§ STATED PROBLEM
Only the lines from the one containing "of the backpack" through the last line below should be written out, exactly and with both ends kept.

§ Collection entries
───
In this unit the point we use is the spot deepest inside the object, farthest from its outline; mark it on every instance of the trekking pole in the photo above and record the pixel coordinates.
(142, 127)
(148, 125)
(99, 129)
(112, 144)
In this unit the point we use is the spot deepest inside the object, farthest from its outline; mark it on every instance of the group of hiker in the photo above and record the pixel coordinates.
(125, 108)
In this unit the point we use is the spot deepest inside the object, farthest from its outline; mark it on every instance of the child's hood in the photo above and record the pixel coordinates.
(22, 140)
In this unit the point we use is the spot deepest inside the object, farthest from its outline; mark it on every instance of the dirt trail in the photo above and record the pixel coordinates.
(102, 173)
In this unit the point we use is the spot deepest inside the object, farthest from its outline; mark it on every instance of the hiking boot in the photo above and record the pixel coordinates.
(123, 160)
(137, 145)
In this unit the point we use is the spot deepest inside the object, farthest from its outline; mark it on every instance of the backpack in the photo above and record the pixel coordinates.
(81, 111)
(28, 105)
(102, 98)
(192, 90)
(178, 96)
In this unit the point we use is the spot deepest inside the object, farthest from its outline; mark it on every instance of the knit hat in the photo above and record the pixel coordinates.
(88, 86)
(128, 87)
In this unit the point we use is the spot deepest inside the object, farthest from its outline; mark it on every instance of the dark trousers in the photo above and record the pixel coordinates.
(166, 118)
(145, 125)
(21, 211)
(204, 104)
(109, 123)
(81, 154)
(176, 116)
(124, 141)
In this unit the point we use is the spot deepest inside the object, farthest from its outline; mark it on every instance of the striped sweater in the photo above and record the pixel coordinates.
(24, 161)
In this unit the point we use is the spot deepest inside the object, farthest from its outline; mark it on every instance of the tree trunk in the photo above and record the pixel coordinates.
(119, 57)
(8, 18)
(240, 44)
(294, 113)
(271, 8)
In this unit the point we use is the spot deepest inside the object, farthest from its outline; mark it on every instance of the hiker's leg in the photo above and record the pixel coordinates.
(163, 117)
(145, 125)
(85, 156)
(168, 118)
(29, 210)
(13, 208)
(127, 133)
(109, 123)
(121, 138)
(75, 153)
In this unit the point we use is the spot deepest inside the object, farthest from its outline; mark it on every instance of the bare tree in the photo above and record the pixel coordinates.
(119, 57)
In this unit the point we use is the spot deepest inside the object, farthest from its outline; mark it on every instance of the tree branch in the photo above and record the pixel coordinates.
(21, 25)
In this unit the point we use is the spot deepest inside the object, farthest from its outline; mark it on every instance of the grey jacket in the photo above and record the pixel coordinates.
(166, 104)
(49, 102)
───
§ THE RESULT
In this unit the point we use is the spot deepest inside the object, farthest from its outline; mark it on every instance of the backpack in the photo above and record the pixel coordinates.
(81, 111)
(28, 105)
(102, 98)
(192, 90)
(178, 96)
In this unit the point we use is the spot deepest inside the object, farthest from its outline; mark it on every instance of the knit hat in the photo above and record the pixel coordinates.
(88, 86)
(128, 87)
In this unit the point we use is the spot deepest inside the object, farthest from its outline; mark it on every instance of the dark trousers in the photo above and record the pixel coordinates.
(166, 118)
(145, 125)
(21, 211)
(204, 104)
(109, 123)
(81, 154)
(176, 116)
(124, 141)
In this unit the point we use is the spot deepest inside the object, farthest from its outline; mark it on every instance of the striped sweater in the photo above and record the pixel coordinates.
(24, 161)
In this unit the point we use is the spot deepest inside the object, farthest from its outline; mark it on every instance of the tree trunk in the photo above and record the pixel coordinates.
(119, 57)
(8, 18)
(240, 44)
(294, 113)
(271, 8)
In this unit the point we use is the spot deepest inside the object, farthest from its outline; mark it on every instance of the hiker's leg in the photo above and record the pixel coordinates.
(163, 117)
(145, 125)
(85, 156)
(168, 118)
(29, 210)
(13, 208)
(127, 133)
(109, 123)
(121, 138)
(75, 153)
In this unit the point we use is the spot deepest inside the object, farthest from its outline; mark it on every instance of the bare tree in the photo above and record the pixel coordinates.
(119, 57)
In this unit the point we use is the spot deepest inside the object, farthest from its outline; mark it on every instance of the tree branch in the photo above and record the pixel coordinates.
(21, 25)
In this unit the point we use is the spot deepest inside the object, farthest from its outline; mark it on every instance of the grey jacket in the photo above and record the pixel coordinates.
(166, 104)
(49, 102)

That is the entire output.